:: Required work ::
1 > According to the piece about Dame Pattie, over which city are the flags flying at half mast this week?
2 > Quote the piece about Dame Pattie word for word, beginning at the words "For many Australian" and stopping after "will be missed.".

She was patient, and loyal, and played her part. At his side (a gentler Lady Macbeth, some said, for the Rexona Age) she presided over the period of Australian McCarthyism, the attempted introduction of a police state (in which any two cabinet ministers could at will declare any citizen a Communist, and then at will imprison him), narrowly defeated in a referendum, the barbarisation of the Australian broadcast media, the blinkered protectionism that eventually wrecked its economy, the death by slow starvation of much of its vigorous culture, and the soured emigration of its finer talents overseas. It was a period too of that suburban banality - monarchist, conformist, quietly racist, Protestant, sun-drenched, smiling, timid, lawnmowers on Sunday mornings, the last grim unbelieving years of church membership and supposedly virgin brides — that enflamed the rage of both Barry Humphries and Patrick White, an age when everything was possible and little worthwhile came to pass, an age that erupted into rock ‘n’ roll and psychedelia and sexual experiment and set a generational gulf that was never bridged. Dame Pattie was the grand role model of this ladylike brave-face hypocrisy, a woman of her time who spoke no evil, kept smiling and thought of England.

In Menzies’ final wheelchair-burdened years after his massive stroke she was virtually his prisoner. ‘I can’t go out,’ she whispered harshly to a visiting publisher. ‘He won’t let me leave the house.’ Freed by his death she became in his absence an icon in her own right, a lingering fount of hope for her husband’s fractious party in its long decline. Her years of dedicated social work and charitable organising were sincere and, in a local way, effective. She was a good woman, and liked by all her knew her.

For many Australian women she provided a sustaining fantasy of what a woman’s life should be: helpmeet, solace, friend, hostess. It was not her fault to be born when she was, or to play her allotted part with such loyal and determined energy. History will judge her husband, while probably forgiving her. The flags are flying at half mast over Canberra this week, and she will be missed.

  1. Of course suburban banality is heroically carried on by those brave souls slowly replacing the 6 foot timber paling fence by the Zinc-alume or Colour bond fence. I noticed that rockeries and petunias are also being replaced by pebblecrete and sturdy mono-grasses.
    Fortunately the worn rubber tyre still surrounds many an Azalea. There is still hope!

  2. Another good piece of writing by Ellis.

Items from a dataset
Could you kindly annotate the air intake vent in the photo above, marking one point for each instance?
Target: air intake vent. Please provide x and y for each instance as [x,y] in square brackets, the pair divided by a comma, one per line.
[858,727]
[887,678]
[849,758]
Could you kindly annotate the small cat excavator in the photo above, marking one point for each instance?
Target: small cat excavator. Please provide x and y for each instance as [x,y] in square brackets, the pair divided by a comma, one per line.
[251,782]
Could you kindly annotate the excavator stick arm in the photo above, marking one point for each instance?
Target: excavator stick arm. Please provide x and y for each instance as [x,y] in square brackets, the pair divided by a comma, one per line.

:: Exercise results ::
1 > Canberra

2 >
For many Australian women she provided a sustaining fantasy of what a woman’s life should be: helpmeet, solace, friend, hostess. It was not her fault to be born when she was, or to play her allotted part with such loyal and determined energy. History will judge her husband, while probably forgiving her. The flags are flying at half mast over Canberra this week, and she will be missed.